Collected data
== Segment start ==

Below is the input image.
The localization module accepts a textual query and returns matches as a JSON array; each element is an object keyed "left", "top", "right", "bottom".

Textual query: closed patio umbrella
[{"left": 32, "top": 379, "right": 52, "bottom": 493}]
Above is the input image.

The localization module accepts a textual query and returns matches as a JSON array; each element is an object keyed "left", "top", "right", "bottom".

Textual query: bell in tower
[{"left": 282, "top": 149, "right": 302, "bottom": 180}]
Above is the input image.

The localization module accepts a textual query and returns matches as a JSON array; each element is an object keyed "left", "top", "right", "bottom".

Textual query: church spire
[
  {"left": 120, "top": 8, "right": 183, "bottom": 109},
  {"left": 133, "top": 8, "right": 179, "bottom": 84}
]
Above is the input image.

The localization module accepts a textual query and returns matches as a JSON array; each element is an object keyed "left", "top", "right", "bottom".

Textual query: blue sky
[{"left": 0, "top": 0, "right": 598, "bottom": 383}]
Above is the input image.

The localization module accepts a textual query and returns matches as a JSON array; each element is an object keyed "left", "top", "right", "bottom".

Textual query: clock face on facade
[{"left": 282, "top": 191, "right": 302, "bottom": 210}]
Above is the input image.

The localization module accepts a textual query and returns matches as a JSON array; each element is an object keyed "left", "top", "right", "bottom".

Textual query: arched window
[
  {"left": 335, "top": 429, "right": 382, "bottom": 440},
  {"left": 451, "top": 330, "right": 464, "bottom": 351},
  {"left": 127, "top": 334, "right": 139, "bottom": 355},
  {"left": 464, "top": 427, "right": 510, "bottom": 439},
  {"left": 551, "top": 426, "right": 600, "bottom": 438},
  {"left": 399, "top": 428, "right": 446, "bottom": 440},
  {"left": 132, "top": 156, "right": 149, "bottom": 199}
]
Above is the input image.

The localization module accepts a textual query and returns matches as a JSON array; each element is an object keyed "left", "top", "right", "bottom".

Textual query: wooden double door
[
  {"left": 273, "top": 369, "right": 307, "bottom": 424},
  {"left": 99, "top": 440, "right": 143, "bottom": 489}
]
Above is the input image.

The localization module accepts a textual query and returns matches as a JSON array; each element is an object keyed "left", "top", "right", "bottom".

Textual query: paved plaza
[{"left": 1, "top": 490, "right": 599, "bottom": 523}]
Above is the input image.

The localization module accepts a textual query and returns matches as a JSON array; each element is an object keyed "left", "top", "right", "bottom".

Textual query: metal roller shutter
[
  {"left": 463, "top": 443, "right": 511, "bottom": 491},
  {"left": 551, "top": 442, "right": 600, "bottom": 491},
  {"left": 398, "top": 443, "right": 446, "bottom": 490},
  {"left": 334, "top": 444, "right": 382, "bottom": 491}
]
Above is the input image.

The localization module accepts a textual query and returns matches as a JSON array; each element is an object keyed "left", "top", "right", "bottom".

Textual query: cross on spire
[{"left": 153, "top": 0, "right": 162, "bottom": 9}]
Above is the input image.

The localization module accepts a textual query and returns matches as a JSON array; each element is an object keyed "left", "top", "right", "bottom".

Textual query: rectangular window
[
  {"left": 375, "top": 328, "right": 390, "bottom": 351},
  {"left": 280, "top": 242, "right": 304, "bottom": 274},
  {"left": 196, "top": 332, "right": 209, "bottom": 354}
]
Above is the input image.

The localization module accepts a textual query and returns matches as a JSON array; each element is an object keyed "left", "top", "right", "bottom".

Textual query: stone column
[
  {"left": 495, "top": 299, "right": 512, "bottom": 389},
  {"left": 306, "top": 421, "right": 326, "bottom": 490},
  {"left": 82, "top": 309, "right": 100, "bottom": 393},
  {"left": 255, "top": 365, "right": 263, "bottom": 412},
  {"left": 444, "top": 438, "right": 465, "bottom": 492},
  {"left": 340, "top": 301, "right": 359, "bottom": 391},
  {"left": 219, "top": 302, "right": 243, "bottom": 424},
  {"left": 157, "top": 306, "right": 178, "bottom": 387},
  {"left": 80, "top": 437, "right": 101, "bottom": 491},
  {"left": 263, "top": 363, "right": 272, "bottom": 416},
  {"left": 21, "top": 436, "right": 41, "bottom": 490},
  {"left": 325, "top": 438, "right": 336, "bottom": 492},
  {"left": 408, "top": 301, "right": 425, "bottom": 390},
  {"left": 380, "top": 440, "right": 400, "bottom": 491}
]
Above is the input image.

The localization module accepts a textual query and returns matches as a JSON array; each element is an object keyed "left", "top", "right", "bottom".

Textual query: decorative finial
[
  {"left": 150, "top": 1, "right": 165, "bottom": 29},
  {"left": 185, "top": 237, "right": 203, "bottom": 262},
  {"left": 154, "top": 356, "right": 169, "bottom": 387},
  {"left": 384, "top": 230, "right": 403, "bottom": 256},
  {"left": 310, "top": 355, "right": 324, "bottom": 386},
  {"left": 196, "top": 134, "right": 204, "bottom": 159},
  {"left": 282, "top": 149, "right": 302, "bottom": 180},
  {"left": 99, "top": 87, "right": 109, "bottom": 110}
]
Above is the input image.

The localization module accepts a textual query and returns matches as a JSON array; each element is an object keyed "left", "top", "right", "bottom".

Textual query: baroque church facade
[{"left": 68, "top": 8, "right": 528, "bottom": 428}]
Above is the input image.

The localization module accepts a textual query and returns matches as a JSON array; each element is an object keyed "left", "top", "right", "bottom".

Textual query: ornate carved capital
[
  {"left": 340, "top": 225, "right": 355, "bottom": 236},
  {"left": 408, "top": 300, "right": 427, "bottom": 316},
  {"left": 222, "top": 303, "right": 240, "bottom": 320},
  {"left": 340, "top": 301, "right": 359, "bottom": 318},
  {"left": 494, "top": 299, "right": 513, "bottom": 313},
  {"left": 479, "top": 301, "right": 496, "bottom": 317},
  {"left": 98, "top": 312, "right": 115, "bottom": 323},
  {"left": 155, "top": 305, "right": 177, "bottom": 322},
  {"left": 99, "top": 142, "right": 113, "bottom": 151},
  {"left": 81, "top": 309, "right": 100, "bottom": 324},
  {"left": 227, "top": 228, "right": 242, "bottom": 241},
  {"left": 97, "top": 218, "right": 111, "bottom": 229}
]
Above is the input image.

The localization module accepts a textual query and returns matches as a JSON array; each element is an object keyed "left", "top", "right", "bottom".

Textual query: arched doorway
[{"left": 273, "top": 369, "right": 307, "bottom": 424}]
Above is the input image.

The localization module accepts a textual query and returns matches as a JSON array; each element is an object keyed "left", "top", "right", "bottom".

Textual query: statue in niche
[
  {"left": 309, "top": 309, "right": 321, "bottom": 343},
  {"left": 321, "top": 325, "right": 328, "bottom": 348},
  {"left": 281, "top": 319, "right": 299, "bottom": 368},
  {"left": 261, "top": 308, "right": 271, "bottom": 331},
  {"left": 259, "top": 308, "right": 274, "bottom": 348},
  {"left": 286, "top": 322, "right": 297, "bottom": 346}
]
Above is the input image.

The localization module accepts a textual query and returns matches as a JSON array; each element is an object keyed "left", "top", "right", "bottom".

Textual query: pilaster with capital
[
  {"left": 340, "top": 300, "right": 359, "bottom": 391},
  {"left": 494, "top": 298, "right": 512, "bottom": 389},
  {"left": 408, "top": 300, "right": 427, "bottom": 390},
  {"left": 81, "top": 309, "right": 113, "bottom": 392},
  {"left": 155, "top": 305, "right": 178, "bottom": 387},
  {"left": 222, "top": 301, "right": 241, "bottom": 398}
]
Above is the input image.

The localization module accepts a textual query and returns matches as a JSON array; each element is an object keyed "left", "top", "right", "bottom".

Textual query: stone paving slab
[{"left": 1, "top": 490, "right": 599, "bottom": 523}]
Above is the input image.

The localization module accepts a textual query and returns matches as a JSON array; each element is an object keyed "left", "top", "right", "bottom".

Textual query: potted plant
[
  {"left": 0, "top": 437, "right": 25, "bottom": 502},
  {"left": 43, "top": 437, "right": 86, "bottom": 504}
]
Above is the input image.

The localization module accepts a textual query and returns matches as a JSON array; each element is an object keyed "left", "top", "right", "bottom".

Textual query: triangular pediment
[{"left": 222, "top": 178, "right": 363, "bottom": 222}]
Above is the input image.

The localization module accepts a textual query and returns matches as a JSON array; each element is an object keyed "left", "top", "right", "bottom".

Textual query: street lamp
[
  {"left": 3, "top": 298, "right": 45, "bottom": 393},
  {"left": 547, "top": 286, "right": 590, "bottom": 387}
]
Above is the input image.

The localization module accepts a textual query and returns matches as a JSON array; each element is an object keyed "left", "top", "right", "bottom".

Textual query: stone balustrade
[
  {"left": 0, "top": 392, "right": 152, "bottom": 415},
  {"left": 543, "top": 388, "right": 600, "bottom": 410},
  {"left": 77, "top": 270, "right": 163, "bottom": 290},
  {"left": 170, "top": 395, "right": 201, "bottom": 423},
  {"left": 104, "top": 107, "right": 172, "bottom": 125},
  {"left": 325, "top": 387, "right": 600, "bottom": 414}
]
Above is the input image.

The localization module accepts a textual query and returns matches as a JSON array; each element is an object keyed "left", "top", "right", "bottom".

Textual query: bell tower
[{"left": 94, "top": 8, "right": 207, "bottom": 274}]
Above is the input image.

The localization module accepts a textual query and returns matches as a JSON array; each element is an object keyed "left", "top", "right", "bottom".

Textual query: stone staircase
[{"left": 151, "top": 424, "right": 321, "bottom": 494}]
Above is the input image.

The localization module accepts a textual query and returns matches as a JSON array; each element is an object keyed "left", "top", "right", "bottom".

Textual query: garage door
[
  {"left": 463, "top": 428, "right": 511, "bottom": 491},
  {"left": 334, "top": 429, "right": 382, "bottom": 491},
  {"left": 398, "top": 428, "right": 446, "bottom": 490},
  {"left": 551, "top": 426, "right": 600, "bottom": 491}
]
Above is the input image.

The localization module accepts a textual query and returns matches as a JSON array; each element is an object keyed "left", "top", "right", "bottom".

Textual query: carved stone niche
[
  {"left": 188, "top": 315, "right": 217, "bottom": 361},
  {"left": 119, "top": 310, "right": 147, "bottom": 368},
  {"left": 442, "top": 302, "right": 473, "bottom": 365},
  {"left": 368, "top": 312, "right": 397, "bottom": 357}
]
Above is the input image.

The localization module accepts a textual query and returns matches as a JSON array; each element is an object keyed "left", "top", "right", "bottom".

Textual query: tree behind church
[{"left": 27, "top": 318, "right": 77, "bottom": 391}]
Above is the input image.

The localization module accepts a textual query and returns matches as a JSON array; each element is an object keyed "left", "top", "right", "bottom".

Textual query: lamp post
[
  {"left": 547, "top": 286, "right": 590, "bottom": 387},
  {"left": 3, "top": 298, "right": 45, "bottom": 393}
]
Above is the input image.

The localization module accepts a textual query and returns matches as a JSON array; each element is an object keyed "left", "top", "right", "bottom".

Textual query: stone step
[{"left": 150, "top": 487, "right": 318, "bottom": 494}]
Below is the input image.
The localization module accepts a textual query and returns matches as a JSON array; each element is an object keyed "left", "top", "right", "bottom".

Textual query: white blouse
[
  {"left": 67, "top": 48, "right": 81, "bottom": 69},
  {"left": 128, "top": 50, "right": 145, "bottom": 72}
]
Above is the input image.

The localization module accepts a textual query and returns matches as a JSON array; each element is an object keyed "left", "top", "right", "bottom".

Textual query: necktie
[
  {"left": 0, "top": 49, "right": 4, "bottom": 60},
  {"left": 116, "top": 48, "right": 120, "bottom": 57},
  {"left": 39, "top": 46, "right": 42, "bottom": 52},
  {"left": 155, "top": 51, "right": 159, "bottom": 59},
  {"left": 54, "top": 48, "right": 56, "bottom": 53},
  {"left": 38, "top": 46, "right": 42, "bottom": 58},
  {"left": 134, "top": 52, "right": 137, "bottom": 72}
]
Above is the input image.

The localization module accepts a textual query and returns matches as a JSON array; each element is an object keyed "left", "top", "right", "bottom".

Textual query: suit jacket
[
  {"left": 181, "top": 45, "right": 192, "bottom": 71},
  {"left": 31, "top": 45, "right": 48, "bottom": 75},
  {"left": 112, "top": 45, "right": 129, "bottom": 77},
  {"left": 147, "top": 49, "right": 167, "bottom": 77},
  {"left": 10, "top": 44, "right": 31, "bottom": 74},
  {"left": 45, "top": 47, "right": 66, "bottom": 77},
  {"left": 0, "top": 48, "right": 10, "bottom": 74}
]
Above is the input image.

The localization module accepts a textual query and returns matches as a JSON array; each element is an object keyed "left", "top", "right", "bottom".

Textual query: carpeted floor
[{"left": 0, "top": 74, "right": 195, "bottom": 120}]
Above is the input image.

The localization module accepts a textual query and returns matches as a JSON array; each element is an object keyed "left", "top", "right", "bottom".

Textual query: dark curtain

== Segment end ==

• **Instructions to follow**
Repeat exactly the lines of the records from the one containing "Textual query: necktie" to the last, and include no line outside that stretch.

• **Solution**
Textual query: necktie
[
  {"left": 0, "top": 49, "right": 4, "bottom": 60},
  {"left": 116, "top": 48, "right": 120, "bottom": 57},
  {"left": 39, "top": 46, "right": 42, "bottom": 52},
  {"left": 155, "top": 51, "right": 159, "bottom": 59},
  {"left": 54, "top": 48, "right": 56, "bottom": 53},
  {"left": 38, "top": 46, "right": 42, "bottom": 58},
  {"left": 134, "top": 52, "right": 137, "bottom": 72}
]
Above is the input image.

The localization module accepts a textual query and returns matches as a JSON array; each element is an object keyed "left", "top", "right", "bottom".

Textual query: suit jacket
[
  {"left": 181, "top": 45, "right": 192, "bottom": 71},
  {"left": 31, "top": 45, "right": 48, "bottom": 75},
  {"left": 112, "top": 45, "right": 129, "bottom": 77},
  {"left": 147, "top": 49, "right": 167, "bottom": 77},
  {"left": 10, "top": 44, "right": 31, "bottom": 74},
  {"left": 45, "top": 47, "right": 66, "bottom": 77},
  {"left": 0, "top": 48, "right": 10, "bottom": 74}
]
Above is the input image.

The localization module accepts a textual query and returns matches as a JSON array; each element is an object keyed "left", "top", "right", "bottom".

Textual query: carpeted floor
[{"left": 0, "top": 74, "right": 195, "bottom": 120}]
Above is the input image.

The localization module accepts a textual query and returns matches as a JSON array; each element is an object keyed "left", "top", "right", "bottom".

Textual query: dark curtain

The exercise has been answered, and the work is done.